**ARTICLE**
-.-.-

The options parser should check that, please see the "silly options" 
check.

> Are tcp options present at all?

There is !tp->rx_opt.accecn check above which should ensure we're 
processing only AccECN Option that is present.

> > +	WARN_ON_ONCE(ptr[0] != TCPOPT_ACCECN0 && ptr[0] != TCPOPT_ACCECN1);
> 
> Please, don't warn for arbitrary wrong data sent from the peer.

If there isn't AccECN option at ptr, there's bug elsewhere in the code 
(in the option parse code). So this is an internal sanity check that 
tp->rx_opt.accecn points to AccECN option for real like it should.

If you still want that removed, no problem but it's should not be 
arbitrary data at this point because the options parsing code should
have validated this condition already, thus WARN_ON_ONCE() seemed 
appropriate to me.

> > +	order1 = (ptr[0] == TCPOPT_ACCECN1);
> > +	ptr += 2;
> > +
> > +	res = !!estimate_ecnfield;
> > +	for (i = 0; i < 3; i++) {
> > +		if (optlen >= TCPOLEN_ACCECN_PERFIELD) {

It's easy to reverse logic here and use continue, which buys one level of 
indentation.

> > +			u32 init_offset;
> > +			u8 ecnfield;
> > +			s32 delta;
> > +			u32 *cnt;
> > +
> > +			ecnfield = tcp_accecn_optfield_to_ecnfield(i, order1);
> > +			init_offset = tcp_accecn_field_init_offset(ecnfield);
> > +			cnt = &tp->delivered_ecn_bytes[ecnfield - 1];
> > +			delta = tcp_update_ecn_bytes(cnt, ptr, init_offset);
> > +			if (delta) {
> > +				if (delta < 0) {
> > +					res = false;
> > +					ambiguous_ecn_bytes_incr = true;
> > +				}
> > +				if (ecnfield != estimate_ecnfield) {
> > +					if (!first_changed) {
> > +						tp->est_ecnfield = ecnfield;
> > +						first_changed = true;
> > +					} else {
> > +						res = false;
> > +						ambiguous_ecn_bytes_incr = true;
> > +					}
> 
> At least 2 indentation levels above the maximum readable.
> 
> [...]
> > @@ -4378,6 +4524,7 @@ void tcp_parse_options(const struct net *net,
> >  
> >  	ptr = (const unsigned char *)(th + 1);
> >  	opt_rx->saw_tstamp = 0;
> > +	opt_rx->accecn = 0;
> >  	opt_rx->saw_unknown = 0;
> 
> It would be good to be able to zero both 'accecn' and 'saw_unknown' with
> a single statement.

-.-.-

**MATERIAL FOR THIS TASK**
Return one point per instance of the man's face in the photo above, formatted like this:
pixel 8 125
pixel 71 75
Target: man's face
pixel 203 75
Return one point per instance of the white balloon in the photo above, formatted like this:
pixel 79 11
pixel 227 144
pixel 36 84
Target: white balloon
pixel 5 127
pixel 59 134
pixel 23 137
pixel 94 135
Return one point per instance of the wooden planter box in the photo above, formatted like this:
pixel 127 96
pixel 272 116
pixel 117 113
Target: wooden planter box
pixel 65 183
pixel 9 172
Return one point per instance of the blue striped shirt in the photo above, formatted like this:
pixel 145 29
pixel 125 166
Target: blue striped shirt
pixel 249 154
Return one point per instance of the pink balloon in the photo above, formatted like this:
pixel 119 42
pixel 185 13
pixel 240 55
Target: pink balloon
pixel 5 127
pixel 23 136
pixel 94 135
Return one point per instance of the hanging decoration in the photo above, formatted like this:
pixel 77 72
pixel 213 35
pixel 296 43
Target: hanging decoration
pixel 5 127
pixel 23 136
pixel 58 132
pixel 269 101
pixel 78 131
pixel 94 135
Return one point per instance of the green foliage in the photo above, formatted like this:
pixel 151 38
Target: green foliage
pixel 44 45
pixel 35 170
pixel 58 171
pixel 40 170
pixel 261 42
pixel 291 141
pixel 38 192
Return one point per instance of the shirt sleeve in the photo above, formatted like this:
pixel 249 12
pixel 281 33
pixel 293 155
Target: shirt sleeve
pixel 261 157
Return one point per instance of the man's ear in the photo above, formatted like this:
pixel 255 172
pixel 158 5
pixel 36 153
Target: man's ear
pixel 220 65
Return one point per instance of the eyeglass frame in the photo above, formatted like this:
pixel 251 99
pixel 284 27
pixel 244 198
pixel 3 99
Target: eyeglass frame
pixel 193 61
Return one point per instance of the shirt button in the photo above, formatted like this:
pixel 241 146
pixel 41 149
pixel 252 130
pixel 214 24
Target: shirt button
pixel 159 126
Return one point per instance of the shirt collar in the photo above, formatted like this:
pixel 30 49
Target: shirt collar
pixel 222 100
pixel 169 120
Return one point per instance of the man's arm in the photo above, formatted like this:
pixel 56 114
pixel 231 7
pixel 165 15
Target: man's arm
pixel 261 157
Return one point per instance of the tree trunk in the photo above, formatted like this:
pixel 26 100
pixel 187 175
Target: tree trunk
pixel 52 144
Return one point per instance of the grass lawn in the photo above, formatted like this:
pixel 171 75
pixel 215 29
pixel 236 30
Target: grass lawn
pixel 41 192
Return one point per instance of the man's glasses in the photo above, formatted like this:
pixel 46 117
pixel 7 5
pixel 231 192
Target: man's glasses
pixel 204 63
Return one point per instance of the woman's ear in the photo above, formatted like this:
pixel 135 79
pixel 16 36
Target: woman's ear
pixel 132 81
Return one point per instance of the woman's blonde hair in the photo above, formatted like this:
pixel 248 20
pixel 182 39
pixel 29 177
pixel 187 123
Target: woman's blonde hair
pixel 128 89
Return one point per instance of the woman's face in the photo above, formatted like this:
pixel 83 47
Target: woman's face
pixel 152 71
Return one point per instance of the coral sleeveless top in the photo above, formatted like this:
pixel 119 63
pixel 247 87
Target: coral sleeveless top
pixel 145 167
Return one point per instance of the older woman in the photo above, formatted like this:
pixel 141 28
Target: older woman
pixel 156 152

-.-.-

**TO DO**
- a) In the code review, which two fields does the reviewer want zeroed with a single statement?
- b) Copy the rows from the line containing "Return one point per instance of the man's ear" through the line containing "pixel 193 61", with both of those lines included.

**ANSWERS**
- a) 'accecn' and 'saw_unknown'

- b)
Return one point per instance of the man's ear in the photo above, formatted like this:
pixel 255 172
pixel 158 5
pixel 36 153
Target: man's ear
pixel 220 65
Return one point per instance of the eyeglass frame in the photo above, formatted like this:
pixel 251 99
pixel 284 27
pixel 244 198
pixel 3 99
Target: eyeglass frame
pixel 193 61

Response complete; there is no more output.